Stated problem: Arrange the following records as a numbered list, leaving out blank lines and omitting the pictures.

Extracts from box-labeled datasets:
------------------------------------------------
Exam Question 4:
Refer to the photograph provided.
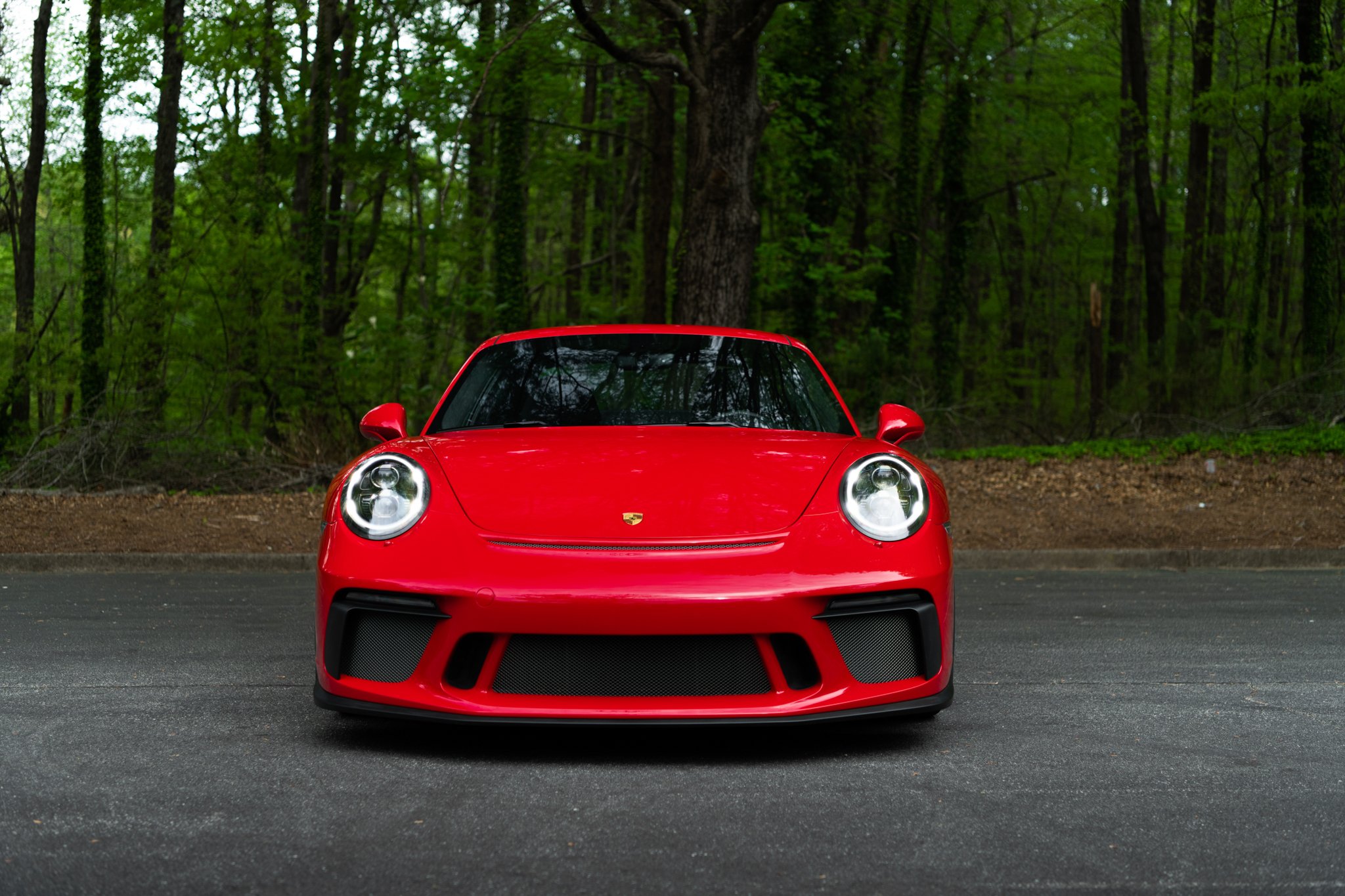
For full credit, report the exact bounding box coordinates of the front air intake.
[827,612,920,684]
[323,591,448,683]
[493,634,771,697]
[815,591,943,684]
[340,611,435,681]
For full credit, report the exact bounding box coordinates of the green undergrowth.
[928,426,1345,463]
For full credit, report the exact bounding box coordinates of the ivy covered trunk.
[79,0,108,416]
[570,0,780,326]
[672,45,765,326]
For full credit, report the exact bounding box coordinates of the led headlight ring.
[342,453,429,542]
[841,454,929,542]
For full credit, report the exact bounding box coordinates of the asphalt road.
------------------------------------------------
Answer to this problem:
1. Exam Question 4:
2. Refer to the photograph provided.
3. For full credit, report the exact bounding box coordinates of the front air intake.
4. [827,612,920,684]
5. [323,591,448,683]
6. [493,634,771,697]
7. [815,591,943,684]
8. [340,611,435,681]
9. For full credit, report the exact bounding box coordinates of the green undergrowth.
10. [928,426,1345,463]
11. For full credit, report the exact bounding box coordinates of the ivy covered trunk.
12. [79,0,108,416]
13. [570,0,780,326]
14. [672,45,765,326]
15. For full credit, report the exact bounding box coordinates of the led headlight ring.
16. [342,453,429,542]
17. [841,454,929,542]
18. For full credit, report the exact bounding box coordinates of the asphalt road.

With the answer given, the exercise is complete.